(Problem details) Set down every record once more, exactly as given.

/---

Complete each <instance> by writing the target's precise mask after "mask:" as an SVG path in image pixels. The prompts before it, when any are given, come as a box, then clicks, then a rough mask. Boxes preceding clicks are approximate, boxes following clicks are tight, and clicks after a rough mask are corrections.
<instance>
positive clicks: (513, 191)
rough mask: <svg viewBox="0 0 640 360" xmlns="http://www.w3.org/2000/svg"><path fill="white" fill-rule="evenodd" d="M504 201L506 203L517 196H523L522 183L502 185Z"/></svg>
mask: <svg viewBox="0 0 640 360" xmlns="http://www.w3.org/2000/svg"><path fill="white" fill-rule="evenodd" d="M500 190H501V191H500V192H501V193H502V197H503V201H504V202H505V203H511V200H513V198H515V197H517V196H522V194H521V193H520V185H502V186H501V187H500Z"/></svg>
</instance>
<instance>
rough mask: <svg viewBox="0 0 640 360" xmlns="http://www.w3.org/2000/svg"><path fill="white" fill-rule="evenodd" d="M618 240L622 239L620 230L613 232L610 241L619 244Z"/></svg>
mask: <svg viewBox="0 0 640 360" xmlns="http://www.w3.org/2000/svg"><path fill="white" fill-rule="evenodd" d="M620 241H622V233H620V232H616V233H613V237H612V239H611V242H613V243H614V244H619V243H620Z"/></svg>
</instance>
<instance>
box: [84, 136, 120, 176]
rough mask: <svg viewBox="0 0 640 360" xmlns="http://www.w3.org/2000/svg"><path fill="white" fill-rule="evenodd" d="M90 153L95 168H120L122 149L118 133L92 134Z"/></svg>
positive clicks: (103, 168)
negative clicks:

\---

(Written reply)
Complete each <instance> by writing the target's precise mask after "mask:" as an SVG path in image pixels. The prompts before it, when any are given, come as a box, then clicks, then a rough mask. Boxes preceding clicks are approximate, boxes following clicks are tight, and clicks after a rough mask are corrections.
<instance>
positive clicks: (513, 191)
rough mask: <svg viewBox="0 0 640 360" xmlns="http://www.w3.org/2000/svg"><path fill="white" fill-rule="evenodd" d="M504 201L506 203L517 196H523L522 183L502 185Z"/></svg>
mask: <svg viewBox="0 0 640 360" xmlns="http://www.w3.org/2000/svg"><path fill="white" fill-rule="evenodd" d="M500 190H501V191H500V192H501V193H502V197H503V201H504V202H505V203H511V200H513V198H515V197H517V196H522V194H521V193H520V185H502V186H501V187H500Z"/></svg>
</instance>
<instance>
rough mask: <svg viewBox="0 0 640 360" xmlns="http://www.w3.org/2000/svg"><path fill="white" fill-rule="evenodd" d="M618 240L622 239L620 230L613 232L610 241L619 244Z"/></svg>
mask: <svg viewBox="0 0 640 360" xmlns="http://www.w3.org/2000/svg"><path fill="white" fill-rule="evenodd" d="M620 241H622V233H620V232H616V233H613V237H612V239H611V242H613V243H614V244H619V243H620Z"/></svg>
</instance>
<instance>
box: [84, 136, 120, 176]
rough mask: <svg viewBox="0 0 640 360" xmlns="http://www.w3.org/2000/svg"><path fill="white" fill-rule="evenodd" d="M90 153L95 168H120L122 149L118 133L92 134Z"/></svg>
positive clicks: (103, 168)
negative clicks:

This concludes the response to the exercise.